* **Tasks to complete**
1. Reproduce everything in the data mesh passage from "3. The raw data" down to "insight is reduced.".
2. According to the data mesh passage, what domains could an e-commerce company create? List them.

2. Questions about the data or change requests can
be clarified directly with the responsible
department without having to go through the
central IT department.
3. The raw data is processed at the point of origin.
A time-consuming relocation to a central
location is no longer necessary. Current data is
available more quickly.
4. By searching the central data catalogue, the
datasets could be easily found and identified as
useful. The data can be used directly without
any IT requirements having to be made first.
The time until insight is reduced.
Data mesh can be used in a wide variety of
industries. For example, an e-commerce company
could use data mesh to create different domains for
customer data, product data, order data, and
marketing data. Each area would independently
manage its individual information and make it
available to other areas for a deeper understanding of
customer needs, product performance and marketing
effectiveness. Another example: Data mesh can be
used in healthcare organizations. By implementing it,
a healthcare organization could create multiple
domains for patient data, clinical information, and
financial data. This would enable effective
organization and management of this data to provide
better patient care and more efficient business
operations. With data mesh, a healthcare organization
could adopt a data-driven approach to their processes,
thereby improving their performance and
competitiveness. Each domain manages its individual
data and makes it accessible to other domains to
promote a better understanding of patient care,
clinical outcomes and financial performance. The
implementation also allows the organization to ensure
that the data is updated in real-time and is therefore
always up-to-date. This is especially important in the
financial industry, where quick and accurate
decisions need to be made. Overall, the use of data
mesh offers an innovative solution to the challenges
facing financial services companies today. Each
department is responsible for managing its own data
and making it available to other departments to gain
a more complete understanding of clients' needs, their
transaction history and risk profile. Such an approach
could help make more informed lending, fraud
prevention and investment decisions.

(Saved data entries)
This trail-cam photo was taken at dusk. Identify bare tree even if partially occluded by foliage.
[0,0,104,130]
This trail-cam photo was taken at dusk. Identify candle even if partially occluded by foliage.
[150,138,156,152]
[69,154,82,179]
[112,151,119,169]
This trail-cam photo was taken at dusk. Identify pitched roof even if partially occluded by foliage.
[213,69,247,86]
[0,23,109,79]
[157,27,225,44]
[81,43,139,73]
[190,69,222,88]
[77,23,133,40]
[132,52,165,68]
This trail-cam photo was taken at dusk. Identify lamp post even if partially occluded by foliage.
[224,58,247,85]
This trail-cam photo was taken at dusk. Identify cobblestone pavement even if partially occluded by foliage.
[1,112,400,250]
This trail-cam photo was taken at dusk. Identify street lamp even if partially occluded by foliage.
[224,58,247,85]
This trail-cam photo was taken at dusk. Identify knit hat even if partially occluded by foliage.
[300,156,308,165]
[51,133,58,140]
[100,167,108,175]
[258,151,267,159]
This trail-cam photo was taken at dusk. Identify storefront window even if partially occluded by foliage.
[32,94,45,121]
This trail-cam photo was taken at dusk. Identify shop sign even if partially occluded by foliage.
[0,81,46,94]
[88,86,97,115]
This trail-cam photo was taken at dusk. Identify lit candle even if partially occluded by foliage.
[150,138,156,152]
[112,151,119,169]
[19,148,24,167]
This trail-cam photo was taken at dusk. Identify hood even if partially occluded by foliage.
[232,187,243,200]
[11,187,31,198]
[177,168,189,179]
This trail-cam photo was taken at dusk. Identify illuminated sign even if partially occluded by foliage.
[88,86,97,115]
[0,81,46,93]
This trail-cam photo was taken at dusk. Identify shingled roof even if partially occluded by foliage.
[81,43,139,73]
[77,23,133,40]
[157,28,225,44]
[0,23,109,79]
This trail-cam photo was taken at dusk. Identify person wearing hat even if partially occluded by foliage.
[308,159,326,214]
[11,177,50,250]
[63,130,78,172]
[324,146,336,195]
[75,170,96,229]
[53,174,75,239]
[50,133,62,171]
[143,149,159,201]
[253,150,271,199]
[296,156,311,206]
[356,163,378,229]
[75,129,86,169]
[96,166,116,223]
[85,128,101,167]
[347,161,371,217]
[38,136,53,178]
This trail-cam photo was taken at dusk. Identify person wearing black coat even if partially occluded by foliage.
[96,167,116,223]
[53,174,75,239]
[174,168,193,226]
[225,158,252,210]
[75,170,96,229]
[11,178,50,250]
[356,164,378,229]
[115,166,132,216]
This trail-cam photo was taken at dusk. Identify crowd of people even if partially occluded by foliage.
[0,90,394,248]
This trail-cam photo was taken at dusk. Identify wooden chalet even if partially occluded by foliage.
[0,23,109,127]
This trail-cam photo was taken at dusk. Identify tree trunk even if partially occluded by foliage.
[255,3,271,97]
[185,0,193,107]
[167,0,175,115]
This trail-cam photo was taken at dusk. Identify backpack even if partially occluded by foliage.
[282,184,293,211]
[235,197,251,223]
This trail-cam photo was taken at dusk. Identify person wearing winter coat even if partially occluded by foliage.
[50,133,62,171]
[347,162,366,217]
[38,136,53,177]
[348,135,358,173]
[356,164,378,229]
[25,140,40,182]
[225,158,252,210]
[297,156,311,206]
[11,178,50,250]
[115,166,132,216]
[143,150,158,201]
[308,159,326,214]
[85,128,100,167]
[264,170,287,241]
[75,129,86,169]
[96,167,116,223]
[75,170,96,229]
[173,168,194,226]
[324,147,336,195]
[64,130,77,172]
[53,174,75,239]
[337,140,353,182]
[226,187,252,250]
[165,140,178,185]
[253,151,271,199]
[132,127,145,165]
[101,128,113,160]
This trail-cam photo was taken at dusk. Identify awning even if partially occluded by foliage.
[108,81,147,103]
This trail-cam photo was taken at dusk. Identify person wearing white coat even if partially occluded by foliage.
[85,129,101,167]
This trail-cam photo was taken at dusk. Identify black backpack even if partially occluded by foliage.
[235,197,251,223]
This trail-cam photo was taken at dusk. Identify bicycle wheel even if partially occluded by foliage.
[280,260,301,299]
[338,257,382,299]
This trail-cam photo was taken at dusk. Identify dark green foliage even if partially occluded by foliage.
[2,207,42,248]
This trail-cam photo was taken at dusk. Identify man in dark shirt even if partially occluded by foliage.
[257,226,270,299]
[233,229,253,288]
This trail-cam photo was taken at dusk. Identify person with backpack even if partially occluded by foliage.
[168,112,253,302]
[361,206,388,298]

* **Written responses**
1.
3. The raw data is processed at the point of origin.
A time-consuming relocation to a central
location is no longer necessary. Current data is
available more quickly.
4. By searching the central data catalogue, the
datasets could be easily found and identified as
useful. The data can be used directly without
any IT requirements having to be made first.
The time until insight is reduced.

2. Customer data, product data, order data, marketing data